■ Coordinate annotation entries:
+++++
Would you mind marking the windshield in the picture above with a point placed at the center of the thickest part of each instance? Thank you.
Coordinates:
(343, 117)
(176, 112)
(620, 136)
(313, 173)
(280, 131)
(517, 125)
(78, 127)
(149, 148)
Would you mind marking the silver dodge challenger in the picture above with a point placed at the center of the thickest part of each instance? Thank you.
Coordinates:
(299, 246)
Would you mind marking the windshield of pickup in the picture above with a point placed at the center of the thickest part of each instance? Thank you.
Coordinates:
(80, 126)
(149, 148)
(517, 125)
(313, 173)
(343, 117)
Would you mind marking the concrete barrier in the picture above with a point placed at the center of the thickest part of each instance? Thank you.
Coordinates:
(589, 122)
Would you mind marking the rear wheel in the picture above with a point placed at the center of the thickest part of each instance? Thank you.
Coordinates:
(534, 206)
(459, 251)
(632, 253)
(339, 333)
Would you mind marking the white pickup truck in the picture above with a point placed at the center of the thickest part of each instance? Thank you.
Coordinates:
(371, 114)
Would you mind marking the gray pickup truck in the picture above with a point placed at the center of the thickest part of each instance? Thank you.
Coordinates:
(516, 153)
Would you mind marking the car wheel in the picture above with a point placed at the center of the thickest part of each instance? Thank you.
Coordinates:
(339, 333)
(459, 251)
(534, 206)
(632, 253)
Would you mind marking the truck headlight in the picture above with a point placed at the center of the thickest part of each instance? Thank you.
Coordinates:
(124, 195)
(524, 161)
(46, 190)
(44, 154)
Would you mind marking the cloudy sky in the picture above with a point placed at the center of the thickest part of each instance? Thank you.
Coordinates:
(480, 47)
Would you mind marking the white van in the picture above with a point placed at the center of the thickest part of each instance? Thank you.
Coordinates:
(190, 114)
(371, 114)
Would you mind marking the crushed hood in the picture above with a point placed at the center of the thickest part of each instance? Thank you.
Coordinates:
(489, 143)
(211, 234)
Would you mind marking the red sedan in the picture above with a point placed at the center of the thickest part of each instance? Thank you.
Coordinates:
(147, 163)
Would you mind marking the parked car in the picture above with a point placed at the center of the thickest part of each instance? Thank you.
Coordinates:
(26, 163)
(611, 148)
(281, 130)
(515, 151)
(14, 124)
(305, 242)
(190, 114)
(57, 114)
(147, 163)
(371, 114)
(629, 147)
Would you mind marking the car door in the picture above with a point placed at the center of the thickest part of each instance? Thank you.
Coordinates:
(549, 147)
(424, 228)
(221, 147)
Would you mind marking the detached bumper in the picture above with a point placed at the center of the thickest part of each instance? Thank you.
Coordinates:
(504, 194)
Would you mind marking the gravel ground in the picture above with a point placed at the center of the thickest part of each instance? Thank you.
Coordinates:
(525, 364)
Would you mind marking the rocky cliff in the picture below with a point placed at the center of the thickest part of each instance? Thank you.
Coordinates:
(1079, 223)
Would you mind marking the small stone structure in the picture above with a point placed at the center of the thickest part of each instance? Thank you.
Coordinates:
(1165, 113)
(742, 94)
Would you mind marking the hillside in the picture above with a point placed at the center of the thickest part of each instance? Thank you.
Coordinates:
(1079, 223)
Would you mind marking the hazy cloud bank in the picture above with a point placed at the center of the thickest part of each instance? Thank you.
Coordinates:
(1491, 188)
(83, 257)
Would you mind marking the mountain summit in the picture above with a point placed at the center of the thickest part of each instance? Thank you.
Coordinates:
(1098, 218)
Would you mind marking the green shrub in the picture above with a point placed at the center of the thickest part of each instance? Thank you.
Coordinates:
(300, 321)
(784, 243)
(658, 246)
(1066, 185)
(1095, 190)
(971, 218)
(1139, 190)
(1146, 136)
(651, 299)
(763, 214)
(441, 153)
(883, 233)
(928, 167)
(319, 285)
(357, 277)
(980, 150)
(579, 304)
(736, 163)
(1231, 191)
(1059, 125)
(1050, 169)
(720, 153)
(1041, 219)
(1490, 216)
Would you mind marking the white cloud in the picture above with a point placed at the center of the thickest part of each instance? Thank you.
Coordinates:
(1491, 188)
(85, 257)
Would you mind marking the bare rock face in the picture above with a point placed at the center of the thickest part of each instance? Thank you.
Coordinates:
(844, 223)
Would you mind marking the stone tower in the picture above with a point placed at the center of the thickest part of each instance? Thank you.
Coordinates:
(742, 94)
+++++
■ PROBLEM: Can you rewrite the listing above with every "thickest part" changed to "widest part" and nothing else altered?

■ FULL SOLUTION:
Would you mind marking the windshield in the picture above with a point placed at the center of the widest part of each instance? Thank you.
Coordinates:
(343, 117)
(176, 112)
(620, 136)
(313, 173)
(280, 131)
(517, 125)
(78, 127)
(149, 148)
Would you mind marking the silver dodge challenger in the picture above with a point placed at the center of the widest part of each instance? Thank you.
Coordinates:
(299, 246)
Would you mind marking the windshield of pickup in the picture above with a point placed at the center of the widest part of each instance? Thank you.
Coordinates:
(80, 126)
(149, 148)
(517, 125)
(313, 173)
(343, 117)
Would you mind marking the concrete barrier in the picture above with a point placed at the center of the widest part of each instance? Thank you.
Coordinates:
(589, 122)
Would you mind marking the rear wheel in the picture above with a point placed at the center of the widest part of each instance? Thank you.
Coordinates:
(534, 206)
(459, 251)
(632, 253)
(339, 333)
Would you mind marking the white pickup truck in the picture above with a point placed at the center of the widest part of each instance? Thank you.
Coordinates:
(371, 114)
Would you mind marking the gray pickup truck in the picture above with a point placed at the center of the widest part of each instance? Thank you.
Coordinates:
(516, 153)
Would you mind marking the car wheel in the picture above with a point placed at the center of the widest part of each instance? Thank you.
Coordinates:
(339, 333)
(459, 251)
(534, 206)
(632, 253)
Would you mind marking the truck headlight in the picture above with a point placed at the center of the widest part of each instance? Thank you.
Coordinates:
(124, 195)
(524, 161)
(46, 190)
(44, 154)
Would you mind marking the cloudy sky in the picture above with a point placed at the center of the widest part of each instance? Thank you.
Coordinates:
(480, 47)
Would you mind marking the white van in the picture above with a point placed at the center of the widest part of each instance? Thank you.
Coordinates:
(190, 114)
(371, 114)
Would you mind marking the crushed hood in the picture above with a point placed at the center of the widest part of each instance? Thank you.
Coordinates:
(489, 143)
(211, 234)
Would you mind marking the red sedan in the picture above with a point placed at the center of the widest part of each instance? Thank you.
Coordinates:
(147, 163)
Would you mind marking the parked car in the picture above with a point placed at the center of the widest part of each instance? Thank you.
Coordinates:
(26, 163)
(611, 148)
(281, 130)
(515, 151)
(14, 124)
(305, 242)
(190, 114)
(57, 114)
(147, 163)
(371, 114)
(629, 147)
Would you mind marking the car door in the picture above with a point placed at the center of the widest part of each instance? Thank you.
Coordinates:
(549, 147)
(424, 228)
(221, 147)
Would you mind marking the detached bumper in the picture above with a point placed at the center of the widest part of each instance? Thank you.
Coordinates:
(504, 194)
Would you mind marking the gravel ground in the picture above with a point placed at the center of the widest part of each instance? Thank you.
Coordinates:
(525, 364)
Would you mind marking the rocky cliff in the picture below with a point placed at the center of the widest part of each instance? Thank you.
Coordinates:
(1079, 223)
Would you mind marking the small stone structure in the picture above with a point placed at the center of the widest part of each instance? Thank you.
Coordinates:
(1165, 113)
(742, 94)
Would you mind marking the hillside in the picture above with a point placed at the center of the widest part of each instance? Thank you.
Coordinates:
(1079, 223)
Would you mind marking the hazy cloud bank in the picture above with a point placed at the center of the widest part of each instance? Thank you.
Coordinates:
(1491, 188)
(83, 257)
Would you mind marking the mountain summit in the picture above with a point placed at the center of the widest part of each instance? Thank you.
Coordinates:
(1098, 218)
Would you mind marking the green shrub in the picture above with a point placed at the center of the widest part of each instance? Thank you.
Coordinates:
(300, 321)
(784, 243)
(658, 246)
(1066, 185)
(1095, 190)
(971, 218)
(1139, 190)
(1146, 136)
(651, 299)
(763, 214)
(441, 153)
(883, 233)
(928, 167)
(319, 285)
(357, 277)
(980, 150)
(579, 304)
(736, 163)
(1231, 191)
(1059, 125)
(1050, 169)
(720, 153)
(1041, 219)
(1490, 216)
Would you mind marking the white cloud in the picture above with a point placed at the center of the widest part of each instance? Thank you.
Coordinates:
(1491, 188)
(85, 257)
Would you mind marking the bare rock face in the picture above with a point placed at the center of the widest part of each instance? Thank you.
Coordinates:
(844, 223)
Would you mind marking the stone tower in the picture above with a point placed at the center of the widest part of each instance? Thank you.
Coordinates:
(742, 94)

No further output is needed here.